TASK 1 -
In the rows, from the first one through the line with "[[493, 921], [228, 1097]]", swap "house window" for "building window" and give those lines back with nothing else changed. Leave the pictures out.
TASK 2 -
Pick up the lemm.ee update post after its final sentence and write what comes next.

SOURCE -
··········
Hello, fellow lemmings!
I have a few quick updates about lemm.ee. If you don’t want to read a wall of text, then the key points are summarized here for you:
- There is a Lemmy upgrade (0.18) on the horizon, executing this upgrade will require downtime for lemm.ee
- I have made some improvements to our infrastructure in order to reduce those pesky 404 errors that some users have been seeing
- It’s already looking like ~15% of our infrastructure bill for this month is going to be covered by community funding. A huge thanks to all financial supporters of lemm.ee! It’s extremely heartwarming to see that people believe in this platform and are willing to share the costs with me.
Upcoming 0.18 upgrade
With the next version of Lemmy nearing completion, I am starting to plan the upgrade for lemm.ee.
With the 0.17.3 -> 0.17.4 upgrade, I was able to keep lemm.ee online during the upgrade with no downtime. That’s how I would prefer to do all upgrades in the future as well, but unfortunately, there are some fundamentally incompatible changes in 0.18. This means that running a mix of 0.17.4 and 0.18 servers in our infrastructure at the same time will not work - effectively meaning that we can only execute this upgrade with some downtime.
In order to keep surprises to a minimum, I am planning to create a post with a title like “When this post is 1h old, the server will go down for an upgrade”. Once 1h has passed from that post, you will be unable to access lemm.ee until the upgrade completes. If everything goes smoothly, then total expected downtime will be around 15 minutes, but in case of any issues, it could be slightly longer!
It’s not clear yet when 0.18 will be fully ready, but if everything goes well, then this could already happen as early as next week. I will keep you all posted!
Why do we even want 0.18?
There are some very important optimizations landing in 0.18, which should help make the Lemmy UI feel considerably snappier and at the same time give the backend servers some much-needed breathing room. This should help take a lot of pressure of the federated network as a whole, and is a good first step towards scaling further.
Additionally, there are some key fixes that AFAIK will all land in 0.18, such as:
- Additional posts will no longer automatically appear in your feeds while you’re scrolling
- You should stop getting redirected onto a completely different post when opening other posts in other tabs
- The front page will stop showing stale posts for all instances (lemm.ee users will have been enjoying this patch since yesterday already, as I am the author of the patch and decided to apply it early here 😃)
··········
DATASET -
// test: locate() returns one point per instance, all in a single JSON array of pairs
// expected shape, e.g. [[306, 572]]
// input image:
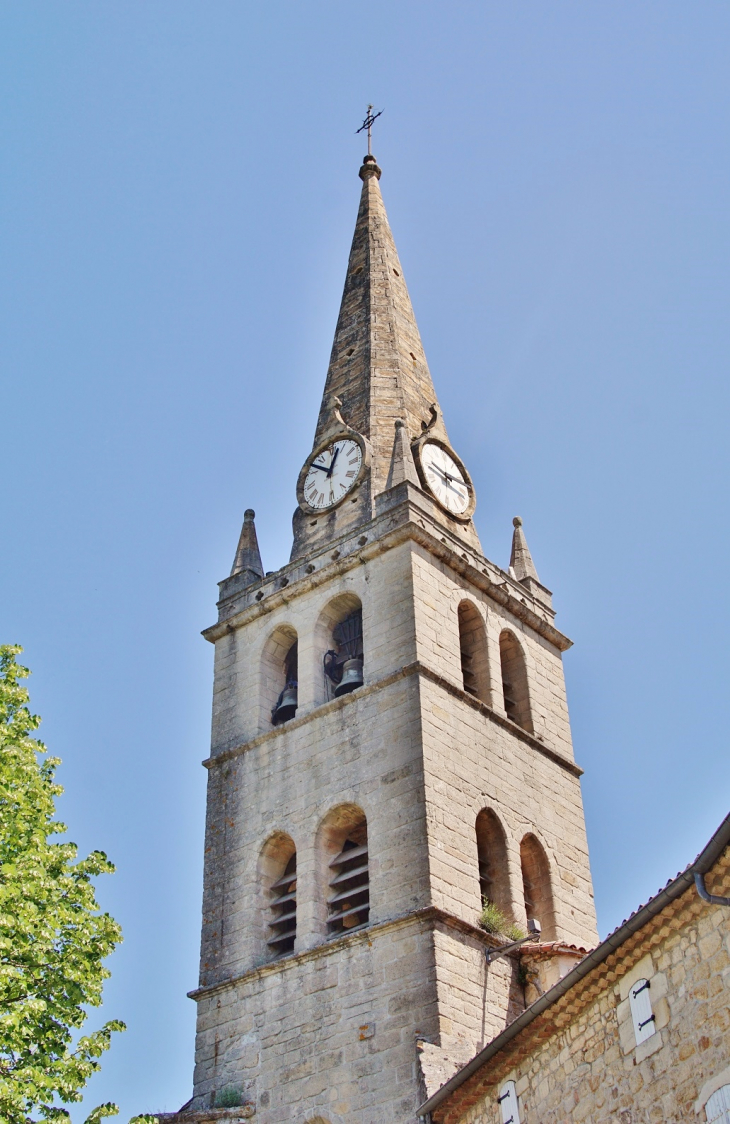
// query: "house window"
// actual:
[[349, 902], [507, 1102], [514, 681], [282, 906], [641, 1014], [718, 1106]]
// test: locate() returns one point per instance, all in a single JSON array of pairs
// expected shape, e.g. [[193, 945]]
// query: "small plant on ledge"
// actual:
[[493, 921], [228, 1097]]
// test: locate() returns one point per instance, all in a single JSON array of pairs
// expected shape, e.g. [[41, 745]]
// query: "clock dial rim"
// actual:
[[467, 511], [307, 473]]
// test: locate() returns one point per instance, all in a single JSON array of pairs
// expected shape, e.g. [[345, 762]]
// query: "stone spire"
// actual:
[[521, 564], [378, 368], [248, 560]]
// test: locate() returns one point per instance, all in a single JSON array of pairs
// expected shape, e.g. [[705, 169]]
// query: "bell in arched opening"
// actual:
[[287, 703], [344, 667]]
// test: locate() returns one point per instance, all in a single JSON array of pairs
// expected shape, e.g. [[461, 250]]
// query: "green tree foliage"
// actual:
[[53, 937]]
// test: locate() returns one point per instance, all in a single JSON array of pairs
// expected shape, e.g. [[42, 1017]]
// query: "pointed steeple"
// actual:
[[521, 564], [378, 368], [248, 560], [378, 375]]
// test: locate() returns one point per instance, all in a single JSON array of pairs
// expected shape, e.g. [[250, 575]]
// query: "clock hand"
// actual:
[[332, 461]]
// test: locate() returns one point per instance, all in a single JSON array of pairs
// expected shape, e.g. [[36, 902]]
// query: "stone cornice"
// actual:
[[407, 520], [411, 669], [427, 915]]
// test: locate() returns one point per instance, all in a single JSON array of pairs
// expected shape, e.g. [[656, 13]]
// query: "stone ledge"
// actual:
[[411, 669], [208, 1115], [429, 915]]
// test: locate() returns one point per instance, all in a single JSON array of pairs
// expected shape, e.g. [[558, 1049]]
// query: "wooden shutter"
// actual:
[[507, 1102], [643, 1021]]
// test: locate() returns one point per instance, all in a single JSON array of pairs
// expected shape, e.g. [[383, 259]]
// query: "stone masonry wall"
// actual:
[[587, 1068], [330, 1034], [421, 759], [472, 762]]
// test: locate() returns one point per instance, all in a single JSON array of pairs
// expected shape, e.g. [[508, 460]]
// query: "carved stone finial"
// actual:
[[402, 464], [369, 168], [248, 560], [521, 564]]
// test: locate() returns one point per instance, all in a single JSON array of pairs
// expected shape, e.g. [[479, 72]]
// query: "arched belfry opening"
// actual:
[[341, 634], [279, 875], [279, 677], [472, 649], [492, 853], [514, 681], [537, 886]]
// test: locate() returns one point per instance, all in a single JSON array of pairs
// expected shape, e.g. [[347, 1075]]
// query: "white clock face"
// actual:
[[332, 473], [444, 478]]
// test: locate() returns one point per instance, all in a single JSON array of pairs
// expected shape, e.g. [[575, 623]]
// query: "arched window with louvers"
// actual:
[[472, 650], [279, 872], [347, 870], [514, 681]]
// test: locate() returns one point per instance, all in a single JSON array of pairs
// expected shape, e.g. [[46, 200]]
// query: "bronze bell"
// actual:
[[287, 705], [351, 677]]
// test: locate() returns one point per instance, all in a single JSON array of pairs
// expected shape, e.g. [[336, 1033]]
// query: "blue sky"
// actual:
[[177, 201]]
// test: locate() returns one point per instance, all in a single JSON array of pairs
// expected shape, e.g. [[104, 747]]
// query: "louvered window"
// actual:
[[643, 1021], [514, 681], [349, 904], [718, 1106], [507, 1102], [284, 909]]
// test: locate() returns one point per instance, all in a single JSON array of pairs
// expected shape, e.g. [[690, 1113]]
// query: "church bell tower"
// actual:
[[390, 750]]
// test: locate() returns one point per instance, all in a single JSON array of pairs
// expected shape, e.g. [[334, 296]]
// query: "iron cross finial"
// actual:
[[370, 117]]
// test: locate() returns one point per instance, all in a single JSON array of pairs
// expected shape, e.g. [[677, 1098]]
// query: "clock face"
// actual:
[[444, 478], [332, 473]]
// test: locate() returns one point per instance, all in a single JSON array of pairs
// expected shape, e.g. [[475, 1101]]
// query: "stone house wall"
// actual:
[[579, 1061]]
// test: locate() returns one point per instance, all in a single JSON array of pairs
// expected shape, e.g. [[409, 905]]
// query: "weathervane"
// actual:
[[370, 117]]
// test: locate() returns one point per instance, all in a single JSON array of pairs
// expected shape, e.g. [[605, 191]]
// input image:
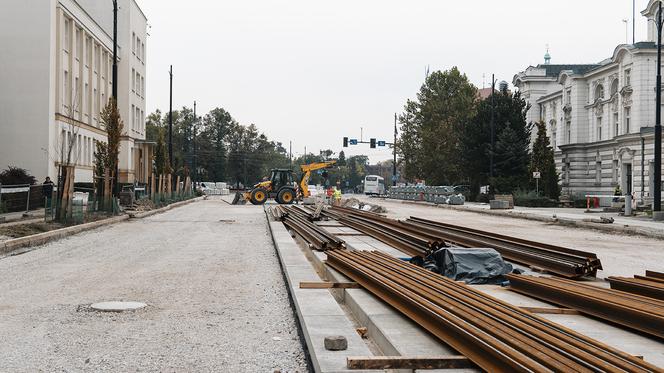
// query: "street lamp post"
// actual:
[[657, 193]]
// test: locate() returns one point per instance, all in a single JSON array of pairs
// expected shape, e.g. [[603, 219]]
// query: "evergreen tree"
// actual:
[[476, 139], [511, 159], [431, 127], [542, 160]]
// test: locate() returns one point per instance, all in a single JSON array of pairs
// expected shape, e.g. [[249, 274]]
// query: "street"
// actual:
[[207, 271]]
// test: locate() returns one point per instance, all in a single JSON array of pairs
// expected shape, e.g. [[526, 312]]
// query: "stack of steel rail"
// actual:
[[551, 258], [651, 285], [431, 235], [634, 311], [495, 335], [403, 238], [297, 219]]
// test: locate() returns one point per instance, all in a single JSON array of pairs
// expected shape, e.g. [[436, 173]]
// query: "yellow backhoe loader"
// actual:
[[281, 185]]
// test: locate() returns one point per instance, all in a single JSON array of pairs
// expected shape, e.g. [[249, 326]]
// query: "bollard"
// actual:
··········
EXPECTED OUTPUT 1 -
// test: locate() returns one point per instance, all in a single JSON array of pairs
// expected shape, e.g. [[306, 572]]
// input image:
// query: "building window"
// actual:
[[349, 902], [507, 1102], [514, 681], [282, 906], [641, 1014], [718, 1106]]
// test: locate() returns one point per instance, all in a single JSON array of pairs
// expected shape, e.g. [[193, 945]]
// query: "small plant on ledge"
// actual:
[[493, 921], [228, 1097]]

EXPECTED OUTPUT 2 -
All in all, 0.18 is looking like a great upgrade, so I’m personally looking forward to it.
Random 404 errors
Several users have been experiencing errors on lemm.ee (and similarly on other instances) where some page loads will fail with a white page and a 404 error.
I have spent some time debugging and attempting to mitigate this issue today. I have identified the root cause (spikes in database load related to the amount of new posts in the federated network for every 5 minute interval), and after some database tuning, I have managed to significantly mitigate this issue. Previously, this issue was appearing for about ~6000 page loads every hour. In the hour following my changes, this error only appeared for roughly ~596 page loads! It’s still not 0, so I will continue to try and improve this, but we are starting to brush up against the limits of what our current database infra can manage.
In the longer term, we will seriously benefit from any Lemmy optimizations - I am hopeful that even 0.18 will start bringing down the load on our servers. Additionally, we have a lot of room to upgrade our database infrastructure, but of course this would mean increasing the budget, which I’m not in a position to do for now. This segues us nicely into the third and final topic I wanted to cover:
Server costs
As of today, our infrastructure has scaled up to the point where my own budget will allow. To be more specific, I am able to keep the servers running as is indefinitely, but I am not able to make any further upgrades to our servers out of my own pocket.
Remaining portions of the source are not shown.